Условие задачи 1:
Кем пришел служить Борис Райский в 106-ю гвардейскую воздушно-десантную дивизию согласно тексту о Борисе Райском?
Условие задачи 2:
Перепишите из текста о Борисе Райском фрагмент от слов «НИКОЛАЙ МАКАРОВ» до слов «родился 23.03.1952.» без каких-либо изменений.
Условие задачи 3:
Продолжите текст о Борисе Райском, начав сразу после его последнего предложения.

НИКОЛАЙ МАКАРОВ
Наш постоянный автор, член Союза писателей России, Российского Союза ветеранов Афганистана
ПЕРВЫЙ «ЖЕЛЕЗНОДОРОЖНИК» АФГАНИСТАНА
Райский Борис Евгеньевич,
родился 23.03.1952.
С какой вероятностью человек сам себе может предсказать своё будущее? Никто не пробовал быть оракулом своего будущего? Я лично не пробовал. По правде говоря, и среди своих знакомых и сослуживцев по Воздушно-десантным войскам таких людей почему-то не встречал. И вдруг…
…С Борькой, с Борисом Райским, с Борисом Евгеньевичем (прапорщик, старший прапорщик, «дембель», старший инспектор пожарного надзора Тульского отделения железной дороги) я знаком с тысяча девятьсот восемьдесят второго года, когда из Ставропольской десантно-штурмовой бригады (а до этого – учёба в Тульской школе № 16, учёба в элетромеханическом техникуме имени Рогова, срочная в Пензенском автобате, школа прапорщиков) он пришёл служить техником роты химической защиты в 106-ю гвардейскую воздушно-десантную Краснознамённую ордена Кутузова 2-й степени дивизию.

Записи разметки областей

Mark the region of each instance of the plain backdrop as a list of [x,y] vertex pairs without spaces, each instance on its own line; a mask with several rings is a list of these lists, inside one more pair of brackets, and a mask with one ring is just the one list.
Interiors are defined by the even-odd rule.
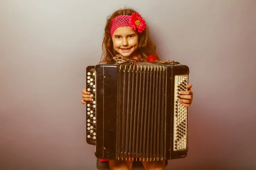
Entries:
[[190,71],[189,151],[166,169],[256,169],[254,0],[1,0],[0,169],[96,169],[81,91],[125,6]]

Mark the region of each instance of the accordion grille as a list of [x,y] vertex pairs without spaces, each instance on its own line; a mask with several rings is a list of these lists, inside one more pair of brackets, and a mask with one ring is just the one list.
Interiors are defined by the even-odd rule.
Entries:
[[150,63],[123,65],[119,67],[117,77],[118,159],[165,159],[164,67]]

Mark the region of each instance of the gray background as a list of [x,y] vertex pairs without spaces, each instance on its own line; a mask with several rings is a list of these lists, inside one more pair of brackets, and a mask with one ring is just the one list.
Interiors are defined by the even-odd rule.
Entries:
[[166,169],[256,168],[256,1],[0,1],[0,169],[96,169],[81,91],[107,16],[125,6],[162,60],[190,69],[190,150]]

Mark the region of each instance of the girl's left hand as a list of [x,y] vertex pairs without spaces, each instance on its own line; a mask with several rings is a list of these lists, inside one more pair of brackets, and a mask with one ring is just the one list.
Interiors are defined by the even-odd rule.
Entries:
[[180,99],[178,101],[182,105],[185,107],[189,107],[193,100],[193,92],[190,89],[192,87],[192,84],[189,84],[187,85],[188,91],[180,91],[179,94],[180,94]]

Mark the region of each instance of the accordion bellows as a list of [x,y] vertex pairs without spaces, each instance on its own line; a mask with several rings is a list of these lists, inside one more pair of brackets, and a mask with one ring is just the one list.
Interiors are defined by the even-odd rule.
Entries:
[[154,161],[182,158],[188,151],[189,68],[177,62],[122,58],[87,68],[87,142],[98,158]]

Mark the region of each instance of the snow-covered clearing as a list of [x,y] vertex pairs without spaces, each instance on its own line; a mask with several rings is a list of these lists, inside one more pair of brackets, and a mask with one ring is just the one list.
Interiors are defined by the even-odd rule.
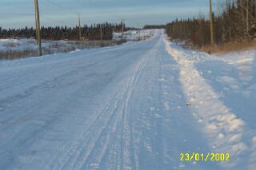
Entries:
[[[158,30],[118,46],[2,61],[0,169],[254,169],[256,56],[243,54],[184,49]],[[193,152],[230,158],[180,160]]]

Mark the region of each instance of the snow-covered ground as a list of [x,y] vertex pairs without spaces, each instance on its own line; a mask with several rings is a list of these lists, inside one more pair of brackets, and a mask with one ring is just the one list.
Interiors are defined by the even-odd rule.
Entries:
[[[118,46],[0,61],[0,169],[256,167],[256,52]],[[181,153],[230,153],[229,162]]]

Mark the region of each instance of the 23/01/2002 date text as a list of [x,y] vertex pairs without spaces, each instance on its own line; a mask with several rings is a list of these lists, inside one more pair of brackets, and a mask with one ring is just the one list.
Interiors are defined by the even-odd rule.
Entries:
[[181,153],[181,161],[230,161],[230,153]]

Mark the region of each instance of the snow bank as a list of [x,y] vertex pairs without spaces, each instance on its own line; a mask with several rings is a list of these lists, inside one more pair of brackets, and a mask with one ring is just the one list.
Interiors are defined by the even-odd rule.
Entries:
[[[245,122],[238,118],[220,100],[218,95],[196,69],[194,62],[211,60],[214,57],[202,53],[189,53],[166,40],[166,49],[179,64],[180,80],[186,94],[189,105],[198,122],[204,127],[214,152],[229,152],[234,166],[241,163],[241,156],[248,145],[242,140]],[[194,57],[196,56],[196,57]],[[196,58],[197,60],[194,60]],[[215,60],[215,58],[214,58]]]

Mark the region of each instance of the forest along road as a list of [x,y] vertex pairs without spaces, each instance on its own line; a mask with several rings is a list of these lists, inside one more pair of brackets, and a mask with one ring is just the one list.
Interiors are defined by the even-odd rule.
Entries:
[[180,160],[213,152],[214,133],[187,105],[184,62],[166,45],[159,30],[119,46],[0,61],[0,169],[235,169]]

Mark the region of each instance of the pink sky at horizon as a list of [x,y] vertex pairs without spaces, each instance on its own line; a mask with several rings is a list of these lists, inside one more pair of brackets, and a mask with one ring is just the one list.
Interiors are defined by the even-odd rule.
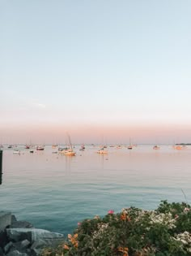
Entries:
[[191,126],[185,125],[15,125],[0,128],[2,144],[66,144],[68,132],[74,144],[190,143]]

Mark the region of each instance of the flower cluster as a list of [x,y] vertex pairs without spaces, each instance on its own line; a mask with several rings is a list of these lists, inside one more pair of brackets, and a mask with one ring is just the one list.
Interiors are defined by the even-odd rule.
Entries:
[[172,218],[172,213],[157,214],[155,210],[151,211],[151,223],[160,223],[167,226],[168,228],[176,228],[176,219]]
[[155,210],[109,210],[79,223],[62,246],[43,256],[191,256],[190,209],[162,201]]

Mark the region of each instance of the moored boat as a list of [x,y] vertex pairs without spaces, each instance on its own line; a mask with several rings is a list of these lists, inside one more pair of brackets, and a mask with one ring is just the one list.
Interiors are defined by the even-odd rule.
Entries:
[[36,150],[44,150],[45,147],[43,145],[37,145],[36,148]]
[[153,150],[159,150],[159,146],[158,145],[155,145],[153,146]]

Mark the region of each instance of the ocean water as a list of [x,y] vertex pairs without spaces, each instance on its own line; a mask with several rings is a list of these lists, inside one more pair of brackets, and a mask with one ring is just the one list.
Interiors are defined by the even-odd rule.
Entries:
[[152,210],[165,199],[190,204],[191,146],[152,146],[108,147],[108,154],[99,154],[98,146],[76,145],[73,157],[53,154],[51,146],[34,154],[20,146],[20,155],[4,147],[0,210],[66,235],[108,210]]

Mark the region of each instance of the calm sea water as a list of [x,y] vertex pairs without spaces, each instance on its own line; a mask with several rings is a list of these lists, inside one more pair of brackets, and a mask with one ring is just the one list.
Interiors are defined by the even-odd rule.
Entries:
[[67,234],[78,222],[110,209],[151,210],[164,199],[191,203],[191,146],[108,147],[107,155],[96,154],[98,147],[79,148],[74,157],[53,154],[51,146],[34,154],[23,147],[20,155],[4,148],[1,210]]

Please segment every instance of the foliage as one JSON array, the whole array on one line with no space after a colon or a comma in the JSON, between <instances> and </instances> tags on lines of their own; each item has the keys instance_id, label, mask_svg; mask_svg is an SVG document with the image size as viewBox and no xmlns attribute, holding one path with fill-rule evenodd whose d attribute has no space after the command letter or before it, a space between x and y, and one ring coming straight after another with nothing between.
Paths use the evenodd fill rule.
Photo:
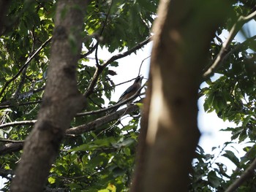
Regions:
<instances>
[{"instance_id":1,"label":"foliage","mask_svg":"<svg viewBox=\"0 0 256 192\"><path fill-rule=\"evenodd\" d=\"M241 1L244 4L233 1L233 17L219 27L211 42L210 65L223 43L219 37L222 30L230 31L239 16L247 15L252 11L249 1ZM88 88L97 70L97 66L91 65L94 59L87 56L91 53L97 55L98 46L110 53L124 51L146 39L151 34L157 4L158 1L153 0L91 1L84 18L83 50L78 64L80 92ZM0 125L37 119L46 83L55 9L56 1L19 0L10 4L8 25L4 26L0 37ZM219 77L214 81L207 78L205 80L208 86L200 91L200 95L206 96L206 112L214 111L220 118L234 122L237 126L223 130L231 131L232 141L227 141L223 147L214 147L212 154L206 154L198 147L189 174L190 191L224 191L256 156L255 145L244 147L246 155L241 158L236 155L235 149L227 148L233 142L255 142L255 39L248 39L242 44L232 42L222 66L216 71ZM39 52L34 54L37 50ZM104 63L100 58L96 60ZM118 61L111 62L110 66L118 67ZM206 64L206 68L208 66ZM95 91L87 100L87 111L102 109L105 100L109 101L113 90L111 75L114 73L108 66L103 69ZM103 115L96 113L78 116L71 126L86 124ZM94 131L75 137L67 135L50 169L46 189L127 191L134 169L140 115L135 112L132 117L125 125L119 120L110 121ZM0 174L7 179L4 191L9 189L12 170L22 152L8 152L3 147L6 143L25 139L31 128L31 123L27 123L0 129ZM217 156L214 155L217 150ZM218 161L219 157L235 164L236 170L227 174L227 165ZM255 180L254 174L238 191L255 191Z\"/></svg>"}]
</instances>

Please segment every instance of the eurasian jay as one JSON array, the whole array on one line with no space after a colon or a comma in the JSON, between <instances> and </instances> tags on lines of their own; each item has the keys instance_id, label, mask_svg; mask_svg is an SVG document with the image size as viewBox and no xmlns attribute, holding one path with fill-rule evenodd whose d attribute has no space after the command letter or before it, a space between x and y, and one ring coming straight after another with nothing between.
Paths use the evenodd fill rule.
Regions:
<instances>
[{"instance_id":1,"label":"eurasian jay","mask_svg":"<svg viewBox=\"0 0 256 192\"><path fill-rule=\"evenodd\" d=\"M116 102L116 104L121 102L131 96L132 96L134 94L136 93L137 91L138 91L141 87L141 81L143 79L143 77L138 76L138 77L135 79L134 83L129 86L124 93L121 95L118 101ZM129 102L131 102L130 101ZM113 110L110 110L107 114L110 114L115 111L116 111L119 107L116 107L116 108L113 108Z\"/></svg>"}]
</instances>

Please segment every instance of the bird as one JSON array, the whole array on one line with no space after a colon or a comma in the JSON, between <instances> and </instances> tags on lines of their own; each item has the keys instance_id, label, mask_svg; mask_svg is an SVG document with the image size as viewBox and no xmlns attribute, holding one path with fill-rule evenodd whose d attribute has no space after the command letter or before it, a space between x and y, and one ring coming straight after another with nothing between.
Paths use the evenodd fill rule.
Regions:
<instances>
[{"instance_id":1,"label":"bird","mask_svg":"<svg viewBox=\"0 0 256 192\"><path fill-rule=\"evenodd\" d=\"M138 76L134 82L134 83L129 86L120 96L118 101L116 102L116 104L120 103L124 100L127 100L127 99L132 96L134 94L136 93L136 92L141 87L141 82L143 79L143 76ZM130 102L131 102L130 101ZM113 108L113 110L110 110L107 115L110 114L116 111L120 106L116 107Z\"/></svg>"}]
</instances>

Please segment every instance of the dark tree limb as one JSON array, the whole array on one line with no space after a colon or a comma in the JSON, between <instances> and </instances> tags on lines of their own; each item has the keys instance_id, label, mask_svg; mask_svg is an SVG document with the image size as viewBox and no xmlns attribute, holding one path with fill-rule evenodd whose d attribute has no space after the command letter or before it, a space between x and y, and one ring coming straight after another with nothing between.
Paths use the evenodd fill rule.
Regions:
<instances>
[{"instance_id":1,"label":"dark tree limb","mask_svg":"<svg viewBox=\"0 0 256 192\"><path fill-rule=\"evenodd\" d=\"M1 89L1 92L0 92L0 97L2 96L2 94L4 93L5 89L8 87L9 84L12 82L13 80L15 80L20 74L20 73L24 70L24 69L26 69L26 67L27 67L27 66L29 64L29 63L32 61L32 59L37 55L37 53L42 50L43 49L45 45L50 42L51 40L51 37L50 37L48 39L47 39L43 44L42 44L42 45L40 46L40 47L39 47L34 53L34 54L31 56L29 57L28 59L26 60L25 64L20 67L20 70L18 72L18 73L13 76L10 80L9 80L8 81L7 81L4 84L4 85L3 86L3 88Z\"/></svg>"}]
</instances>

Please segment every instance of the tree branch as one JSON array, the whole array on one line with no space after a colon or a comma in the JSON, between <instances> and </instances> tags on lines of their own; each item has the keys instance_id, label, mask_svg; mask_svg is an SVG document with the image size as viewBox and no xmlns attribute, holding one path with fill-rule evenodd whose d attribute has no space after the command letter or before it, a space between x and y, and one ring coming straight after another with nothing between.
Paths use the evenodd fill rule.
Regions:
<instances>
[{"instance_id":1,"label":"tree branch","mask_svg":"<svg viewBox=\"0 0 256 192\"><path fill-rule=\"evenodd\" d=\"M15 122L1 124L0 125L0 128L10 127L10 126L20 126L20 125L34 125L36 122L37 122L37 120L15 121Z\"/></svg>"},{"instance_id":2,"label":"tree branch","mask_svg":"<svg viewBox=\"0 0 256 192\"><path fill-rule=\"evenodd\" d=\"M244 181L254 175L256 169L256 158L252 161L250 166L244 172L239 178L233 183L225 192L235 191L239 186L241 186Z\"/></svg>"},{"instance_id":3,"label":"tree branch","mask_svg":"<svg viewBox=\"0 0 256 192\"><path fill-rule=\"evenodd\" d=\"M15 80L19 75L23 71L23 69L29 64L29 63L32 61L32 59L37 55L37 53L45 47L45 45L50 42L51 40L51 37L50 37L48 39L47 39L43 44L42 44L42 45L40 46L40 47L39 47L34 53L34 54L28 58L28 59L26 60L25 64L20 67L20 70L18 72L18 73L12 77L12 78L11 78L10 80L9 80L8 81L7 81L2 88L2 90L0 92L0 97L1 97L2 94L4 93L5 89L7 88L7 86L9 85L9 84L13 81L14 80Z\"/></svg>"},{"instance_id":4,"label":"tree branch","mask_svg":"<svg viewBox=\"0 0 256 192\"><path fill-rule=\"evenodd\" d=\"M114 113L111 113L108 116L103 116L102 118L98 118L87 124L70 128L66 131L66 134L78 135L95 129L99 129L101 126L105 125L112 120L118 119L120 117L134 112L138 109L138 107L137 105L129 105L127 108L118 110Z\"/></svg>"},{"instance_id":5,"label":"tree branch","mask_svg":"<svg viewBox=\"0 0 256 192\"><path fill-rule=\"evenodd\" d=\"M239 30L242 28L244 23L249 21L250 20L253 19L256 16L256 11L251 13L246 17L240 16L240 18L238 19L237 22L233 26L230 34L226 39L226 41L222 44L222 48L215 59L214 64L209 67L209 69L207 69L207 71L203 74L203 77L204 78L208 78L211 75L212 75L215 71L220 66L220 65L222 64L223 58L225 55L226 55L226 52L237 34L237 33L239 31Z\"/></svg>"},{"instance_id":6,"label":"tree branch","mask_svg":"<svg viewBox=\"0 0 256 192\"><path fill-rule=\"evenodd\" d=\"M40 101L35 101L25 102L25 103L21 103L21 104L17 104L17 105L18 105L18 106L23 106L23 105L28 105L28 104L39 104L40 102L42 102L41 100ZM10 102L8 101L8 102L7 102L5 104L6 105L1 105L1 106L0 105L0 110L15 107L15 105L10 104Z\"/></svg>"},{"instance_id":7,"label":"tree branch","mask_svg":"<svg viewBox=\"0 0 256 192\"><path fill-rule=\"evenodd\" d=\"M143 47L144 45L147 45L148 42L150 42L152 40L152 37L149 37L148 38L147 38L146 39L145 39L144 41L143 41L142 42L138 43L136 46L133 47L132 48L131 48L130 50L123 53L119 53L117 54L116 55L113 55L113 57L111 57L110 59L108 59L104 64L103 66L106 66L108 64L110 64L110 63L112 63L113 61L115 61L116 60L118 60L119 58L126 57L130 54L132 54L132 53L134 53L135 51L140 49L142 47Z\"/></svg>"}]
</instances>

Правильный ответ 1:
Техником роты химической защиты.

Правильный ответ 2:
НИКОЛАЙ МАКАРОВ
Наш постоянный автор, член Союза писателей России, Российского Союза ветеранов Афганистана
ПЕРВЫЙ «ЖЕЛЕЗНОДОРОЖНИК» АФГАНИСТАНА
Райский Борис Евгеньевич,
родился 23.03.1952.

Правильный ответ 3:
– Борис, подробнее расскажи о своём предсказании, – прошу своего давнего знакомого, с которым последние, нет – не последние, а крайние месяцы каждую неделю договариваемся увидеться и его неотложные дела всё откладывали и откладывали нашу встречу. В первый день его отпуска всё-таки наша встреча состоялась и его слова после объятий и приветствий чуть не испортили наше общение: «Завтра вызывают срочно на работу, а сегодня у меня свободных всего тридцать минут». Тридцать – так тридцать, для первого раза хватит и тридцати минут.
– О предсказании, – напоминаю ему.
– Прилетаю в Баграм (Афганистан, 345-й отдельный гвардейский парашютно-десантный полк, 1985 год: примечание автора), и меня сразу ошарашивают, не успел даже распаковать чемоданы, мол, собирайся – на «боевые». На «боевые», так – на «боевые». Сдаю в штабе документы, аттестаты всякие. Сдал и выхожу из штаба с какими-то, сейчас и не помню с какими, бумагами в руках. Навстречу прапорщик-«старожил».
«– Куда направили?».
Отвечаю ему, не задумываясь и не думая о последствиях:
«– В Кабул, начальником железнодорожной станции!» (Ровно через десять лет «оракул» – «дембель» Райский придёт работать на железную дорогу: примечание автора).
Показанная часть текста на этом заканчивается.